======== ПРЕДЛОЖЕННЫЙ ТЕКСТ

На другой день у деревни Шуань-Няо-Цзы, где была также и железнодорожная станция, отряд попал в засаду. Отбились штыками — мало было патронов. Китайцы словно заметили это и стали наседать. По приказанию Ржевуцкого штабс-ротмистр Григорьев всего с четырьмя десятками казаков так лихо атаковал китайские полчища, что все они разбежались без оглядки. Это дало возможность присоединиться к отряду казакам, подвёзшим большой запас патронов.

================
======== ПРЕДОСТАВЛЕННЫЕ ЗАПИСИ

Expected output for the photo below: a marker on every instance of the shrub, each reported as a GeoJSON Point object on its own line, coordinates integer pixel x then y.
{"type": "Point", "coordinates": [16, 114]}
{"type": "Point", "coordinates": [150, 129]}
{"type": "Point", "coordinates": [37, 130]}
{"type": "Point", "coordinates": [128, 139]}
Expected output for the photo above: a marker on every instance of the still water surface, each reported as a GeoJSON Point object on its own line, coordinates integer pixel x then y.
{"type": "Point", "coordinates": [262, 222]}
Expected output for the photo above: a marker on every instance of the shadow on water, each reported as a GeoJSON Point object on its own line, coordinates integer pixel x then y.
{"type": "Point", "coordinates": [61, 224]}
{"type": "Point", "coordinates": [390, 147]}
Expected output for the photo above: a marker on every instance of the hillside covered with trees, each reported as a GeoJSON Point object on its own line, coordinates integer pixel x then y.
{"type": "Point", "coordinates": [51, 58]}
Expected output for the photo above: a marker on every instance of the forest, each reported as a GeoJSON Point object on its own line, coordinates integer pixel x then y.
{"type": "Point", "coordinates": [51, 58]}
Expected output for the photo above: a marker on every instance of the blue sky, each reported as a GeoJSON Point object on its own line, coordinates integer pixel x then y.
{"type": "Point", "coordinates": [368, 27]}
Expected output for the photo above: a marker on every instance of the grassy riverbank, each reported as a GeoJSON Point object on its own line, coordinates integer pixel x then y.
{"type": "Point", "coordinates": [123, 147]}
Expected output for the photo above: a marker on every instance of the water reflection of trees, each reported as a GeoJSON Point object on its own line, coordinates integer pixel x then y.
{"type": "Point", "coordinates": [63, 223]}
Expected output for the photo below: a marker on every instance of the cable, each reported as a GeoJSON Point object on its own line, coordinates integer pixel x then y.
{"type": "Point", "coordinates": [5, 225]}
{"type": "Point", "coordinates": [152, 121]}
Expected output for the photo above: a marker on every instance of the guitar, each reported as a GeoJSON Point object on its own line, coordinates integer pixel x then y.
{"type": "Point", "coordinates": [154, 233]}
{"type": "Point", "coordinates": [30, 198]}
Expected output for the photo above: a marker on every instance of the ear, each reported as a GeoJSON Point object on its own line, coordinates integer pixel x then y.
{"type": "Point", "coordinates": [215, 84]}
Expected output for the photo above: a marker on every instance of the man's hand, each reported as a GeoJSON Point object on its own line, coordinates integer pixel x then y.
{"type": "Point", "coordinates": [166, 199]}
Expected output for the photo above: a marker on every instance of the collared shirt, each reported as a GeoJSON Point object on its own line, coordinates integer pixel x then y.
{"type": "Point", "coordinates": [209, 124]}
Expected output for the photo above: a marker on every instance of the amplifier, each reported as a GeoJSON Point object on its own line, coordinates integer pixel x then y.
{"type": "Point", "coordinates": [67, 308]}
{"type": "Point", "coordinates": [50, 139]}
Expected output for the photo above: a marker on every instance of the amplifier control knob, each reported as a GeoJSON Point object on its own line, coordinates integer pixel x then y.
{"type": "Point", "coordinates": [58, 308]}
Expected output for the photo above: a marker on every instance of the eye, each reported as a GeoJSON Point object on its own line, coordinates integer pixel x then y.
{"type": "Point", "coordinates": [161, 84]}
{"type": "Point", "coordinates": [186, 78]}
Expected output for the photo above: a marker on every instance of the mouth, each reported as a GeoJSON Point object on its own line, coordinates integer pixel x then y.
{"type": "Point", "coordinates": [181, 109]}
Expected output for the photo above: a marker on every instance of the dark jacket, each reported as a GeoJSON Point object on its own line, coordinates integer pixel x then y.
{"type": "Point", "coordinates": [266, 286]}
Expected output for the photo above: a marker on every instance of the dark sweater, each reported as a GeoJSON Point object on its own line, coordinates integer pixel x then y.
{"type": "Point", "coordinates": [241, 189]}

================

Перепишите без изменений отрывок из текста о бое у деревни Шуань-Няо-Цзы: начните с того места, где стоят слова «На другой день», и остановитесь после слов «большой запас патронов.».

- **РЕЗУЛЬТАТ ЗАДАНИЯ**
На другой день у деревни Шуань-Няо-Цзы, где была также и железнодорожная станция, отряд попал в засаду. Отбились штыками — мало было патронов. Китайцы словно заметили это и стали наседать. По приказанию Ржевуцкого штабс-ротмистр Григорьев всего с четырьмя десятками казаков так лихо атаковал китайские полчища, что все они разбежались без оглядки. Это дало возможность присоединиться к отряду казакам, подвёзшим большой запас патронов.